> **Source information**:
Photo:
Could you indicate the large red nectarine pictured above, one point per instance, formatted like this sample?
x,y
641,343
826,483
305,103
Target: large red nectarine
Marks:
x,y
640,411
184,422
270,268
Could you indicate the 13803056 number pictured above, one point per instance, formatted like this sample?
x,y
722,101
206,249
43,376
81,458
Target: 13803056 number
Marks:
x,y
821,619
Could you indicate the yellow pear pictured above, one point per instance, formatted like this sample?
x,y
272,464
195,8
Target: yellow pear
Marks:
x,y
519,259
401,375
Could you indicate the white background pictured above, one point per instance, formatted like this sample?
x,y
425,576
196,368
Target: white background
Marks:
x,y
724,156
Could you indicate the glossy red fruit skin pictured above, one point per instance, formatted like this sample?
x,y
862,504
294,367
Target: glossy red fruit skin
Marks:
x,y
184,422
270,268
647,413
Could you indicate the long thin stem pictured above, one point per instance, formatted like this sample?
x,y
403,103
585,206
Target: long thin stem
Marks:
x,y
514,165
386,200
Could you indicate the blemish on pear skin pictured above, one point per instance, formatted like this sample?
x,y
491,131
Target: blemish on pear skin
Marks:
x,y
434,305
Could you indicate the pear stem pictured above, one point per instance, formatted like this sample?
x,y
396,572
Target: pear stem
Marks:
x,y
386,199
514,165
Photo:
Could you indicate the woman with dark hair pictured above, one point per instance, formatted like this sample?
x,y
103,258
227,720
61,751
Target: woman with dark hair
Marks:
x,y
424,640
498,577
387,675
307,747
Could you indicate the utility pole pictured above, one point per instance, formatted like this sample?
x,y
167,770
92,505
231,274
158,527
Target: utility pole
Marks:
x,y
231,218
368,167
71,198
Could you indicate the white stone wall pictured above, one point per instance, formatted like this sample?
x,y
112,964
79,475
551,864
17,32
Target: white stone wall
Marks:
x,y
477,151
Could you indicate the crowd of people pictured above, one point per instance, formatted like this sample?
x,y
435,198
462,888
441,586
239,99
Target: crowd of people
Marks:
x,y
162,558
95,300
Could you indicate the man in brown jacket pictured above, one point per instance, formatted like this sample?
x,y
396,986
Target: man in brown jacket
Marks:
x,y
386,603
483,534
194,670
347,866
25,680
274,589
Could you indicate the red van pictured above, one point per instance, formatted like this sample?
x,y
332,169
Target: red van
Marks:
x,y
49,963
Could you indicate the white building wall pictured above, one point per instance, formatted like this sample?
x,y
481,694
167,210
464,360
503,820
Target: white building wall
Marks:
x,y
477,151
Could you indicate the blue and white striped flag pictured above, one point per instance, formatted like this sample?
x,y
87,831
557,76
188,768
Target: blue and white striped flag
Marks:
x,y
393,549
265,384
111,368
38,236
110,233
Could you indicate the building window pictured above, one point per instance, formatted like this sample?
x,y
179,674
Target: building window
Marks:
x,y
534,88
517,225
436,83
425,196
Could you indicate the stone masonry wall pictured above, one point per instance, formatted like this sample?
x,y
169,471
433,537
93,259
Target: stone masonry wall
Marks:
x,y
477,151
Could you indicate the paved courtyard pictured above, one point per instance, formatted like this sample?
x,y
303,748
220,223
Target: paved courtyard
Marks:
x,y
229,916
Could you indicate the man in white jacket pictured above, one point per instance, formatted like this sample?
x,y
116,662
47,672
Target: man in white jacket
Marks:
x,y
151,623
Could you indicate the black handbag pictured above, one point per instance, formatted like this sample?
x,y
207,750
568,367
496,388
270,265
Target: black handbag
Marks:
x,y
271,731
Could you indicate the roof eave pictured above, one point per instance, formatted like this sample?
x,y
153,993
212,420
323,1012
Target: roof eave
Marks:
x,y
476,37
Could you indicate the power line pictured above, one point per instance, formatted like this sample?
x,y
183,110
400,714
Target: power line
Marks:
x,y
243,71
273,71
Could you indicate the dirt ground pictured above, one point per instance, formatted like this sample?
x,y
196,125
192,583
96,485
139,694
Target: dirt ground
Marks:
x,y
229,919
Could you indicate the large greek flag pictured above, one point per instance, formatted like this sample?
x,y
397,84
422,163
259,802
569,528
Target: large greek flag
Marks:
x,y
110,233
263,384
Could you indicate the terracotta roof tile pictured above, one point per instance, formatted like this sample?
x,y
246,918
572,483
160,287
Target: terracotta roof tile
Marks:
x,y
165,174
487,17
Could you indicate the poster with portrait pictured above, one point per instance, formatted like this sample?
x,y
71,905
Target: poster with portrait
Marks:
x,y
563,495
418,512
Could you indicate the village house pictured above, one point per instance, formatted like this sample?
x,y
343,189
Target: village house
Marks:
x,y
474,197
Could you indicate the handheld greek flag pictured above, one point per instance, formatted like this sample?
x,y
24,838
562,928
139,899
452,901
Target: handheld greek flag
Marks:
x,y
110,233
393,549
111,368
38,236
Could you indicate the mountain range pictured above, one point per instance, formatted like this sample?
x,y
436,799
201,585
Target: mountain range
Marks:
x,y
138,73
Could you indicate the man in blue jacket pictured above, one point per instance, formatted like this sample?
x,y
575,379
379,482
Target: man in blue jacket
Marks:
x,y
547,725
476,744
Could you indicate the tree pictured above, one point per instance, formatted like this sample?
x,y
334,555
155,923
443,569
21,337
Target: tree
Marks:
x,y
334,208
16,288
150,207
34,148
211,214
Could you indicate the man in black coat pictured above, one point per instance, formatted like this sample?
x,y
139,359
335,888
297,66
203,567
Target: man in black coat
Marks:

> **What to produce**:
All lines above with the word "white" need to be reported.

> **Response below**:
Could you indicate the white background pictured above, one point per instance, formatted like this sample?
Target: white background
Could you indicate the white stone wall pictured above, one point per instance, formatted like this sample?
Target: white stone wall
Could you indicate the white building wall pictured above, one point per instance, formatted like this sample?
Target: white building wall
Could you indicate the blue and white striped flag pictured above, one point per instance, formatted like this sample?
Target: blue and white striped flag
Could you indicate the man in white jacket pictured above, one point per instance, formatted like this sample?
Target: man in white jacket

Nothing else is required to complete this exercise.